Testo di riferimento
================
Mentre la Francia ha incrementato la spesa pubblica per affrontare sfide economiche e sociali, come le recenti riforme pensionistiche, la Spagna ha perseguito una gestione fiscale più conservativa, riducendo progressivamente il deficit e impiegando i fondi europei principalmente per investimenti mirati (oltre 140 miliardi di euro provenienti dall’Unione attraverso il NextGenerationEu).

L’attenzione spagnola alla sostenibilità dei conti pubblici ha avuto ricadute positive anche sul mercato obbligazionario.  Infatti, i rendimenti dei Bonos spagnoli, storicamente considerati più rischiosi rispetto agli Oat francesi, hanno iniziato a ridurre il gap, finendo per superare la Francia in termini di attrattiva per gli investitori. Negli ultimi anni, lo spread tra i titoli di Stato decennali francesi e il Bund tedesco ha mostrato una tendenza al rialzo. Attualmente, il differenziale per la Francia si attesta intorno ai 71-73 punti base, con picchi recenti a 78 punti e un minimo di circa 70. In confronto, la Spagna mantiene uno spread lievemente inferiore e stabile (intorno ai 70 punti), beneficiando di una percezione di rischio leggermente più bassa.
================
Consegna
Riscrivi il brano su Francia e Spagna da "Mentre la Francia" fino a "attraverso il NextGenerationEu)." compreso, mettendo "spesa statale" al posto di "spesa pubblica".

Dati forniti
================
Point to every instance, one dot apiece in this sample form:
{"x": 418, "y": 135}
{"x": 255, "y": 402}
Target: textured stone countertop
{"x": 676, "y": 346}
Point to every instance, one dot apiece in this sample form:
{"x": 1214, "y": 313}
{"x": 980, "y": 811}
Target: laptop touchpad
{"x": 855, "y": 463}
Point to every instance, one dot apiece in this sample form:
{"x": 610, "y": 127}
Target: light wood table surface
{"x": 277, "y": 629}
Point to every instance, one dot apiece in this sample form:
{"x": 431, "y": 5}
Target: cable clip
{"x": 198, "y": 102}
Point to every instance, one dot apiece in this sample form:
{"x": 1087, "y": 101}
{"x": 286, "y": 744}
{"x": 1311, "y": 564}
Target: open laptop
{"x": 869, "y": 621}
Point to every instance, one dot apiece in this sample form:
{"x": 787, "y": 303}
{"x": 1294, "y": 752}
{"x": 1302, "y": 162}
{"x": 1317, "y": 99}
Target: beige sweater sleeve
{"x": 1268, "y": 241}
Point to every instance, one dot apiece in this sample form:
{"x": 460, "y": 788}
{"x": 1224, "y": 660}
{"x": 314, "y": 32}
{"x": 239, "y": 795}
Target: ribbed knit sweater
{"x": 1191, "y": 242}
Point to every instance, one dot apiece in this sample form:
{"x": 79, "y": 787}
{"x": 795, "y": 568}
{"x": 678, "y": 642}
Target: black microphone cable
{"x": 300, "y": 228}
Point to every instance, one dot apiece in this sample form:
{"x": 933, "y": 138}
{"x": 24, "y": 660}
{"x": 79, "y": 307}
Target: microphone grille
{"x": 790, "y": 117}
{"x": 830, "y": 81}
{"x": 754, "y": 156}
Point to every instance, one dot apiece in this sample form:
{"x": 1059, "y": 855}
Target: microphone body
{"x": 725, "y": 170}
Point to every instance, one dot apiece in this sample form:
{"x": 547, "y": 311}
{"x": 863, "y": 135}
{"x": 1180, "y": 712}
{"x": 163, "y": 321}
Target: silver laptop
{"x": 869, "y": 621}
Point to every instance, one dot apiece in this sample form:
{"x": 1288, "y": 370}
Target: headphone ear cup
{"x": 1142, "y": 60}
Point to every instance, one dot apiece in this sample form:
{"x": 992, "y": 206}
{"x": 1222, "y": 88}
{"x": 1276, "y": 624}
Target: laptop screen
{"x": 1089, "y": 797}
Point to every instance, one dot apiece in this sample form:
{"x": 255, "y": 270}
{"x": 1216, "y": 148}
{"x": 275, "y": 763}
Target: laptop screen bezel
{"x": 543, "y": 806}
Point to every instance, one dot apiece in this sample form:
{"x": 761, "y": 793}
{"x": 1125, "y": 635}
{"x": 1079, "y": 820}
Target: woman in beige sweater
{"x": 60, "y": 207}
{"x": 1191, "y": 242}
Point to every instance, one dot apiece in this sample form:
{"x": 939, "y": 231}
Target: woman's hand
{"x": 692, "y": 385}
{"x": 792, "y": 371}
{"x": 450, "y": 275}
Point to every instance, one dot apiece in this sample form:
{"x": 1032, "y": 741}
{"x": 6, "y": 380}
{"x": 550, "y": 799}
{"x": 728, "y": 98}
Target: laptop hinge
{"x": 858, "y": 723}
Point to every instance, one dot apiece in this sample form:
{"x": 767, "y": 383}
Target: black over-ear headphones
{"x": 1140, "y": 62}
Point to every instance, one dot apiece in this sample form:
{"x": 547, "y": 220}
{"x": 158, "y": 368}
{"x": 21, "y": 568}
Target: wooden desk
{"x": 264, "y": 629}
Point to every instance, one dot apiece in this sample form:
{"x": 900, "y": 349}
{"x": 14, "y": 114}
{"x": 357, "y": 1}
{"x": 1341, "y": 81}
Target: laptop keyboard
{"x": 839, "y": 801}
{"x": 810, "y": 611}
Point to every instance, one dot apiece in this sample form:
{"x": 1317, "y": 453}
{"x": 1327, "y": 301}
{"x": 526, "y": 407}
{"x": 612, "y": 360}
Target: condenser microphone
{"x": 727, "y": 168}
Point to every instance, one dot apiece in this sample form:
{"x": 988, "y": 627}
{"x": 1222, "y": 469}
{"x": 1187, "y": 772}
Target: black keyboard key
================
La tua soluzione
Mentre la Francia ha incrementato la spesa statale per affrontare sfide economiche e sociali, come le recenti riforme pensionistiche, la Spagna ha perseguito una gestione fiscale più conservativa, riducendo progressivamente il deficit e impiegando i fondi europei principalmente per investimenti mirati (oltre 140 miliardi di euro provenienti dall’Unione attraverso il NextGenerationEu).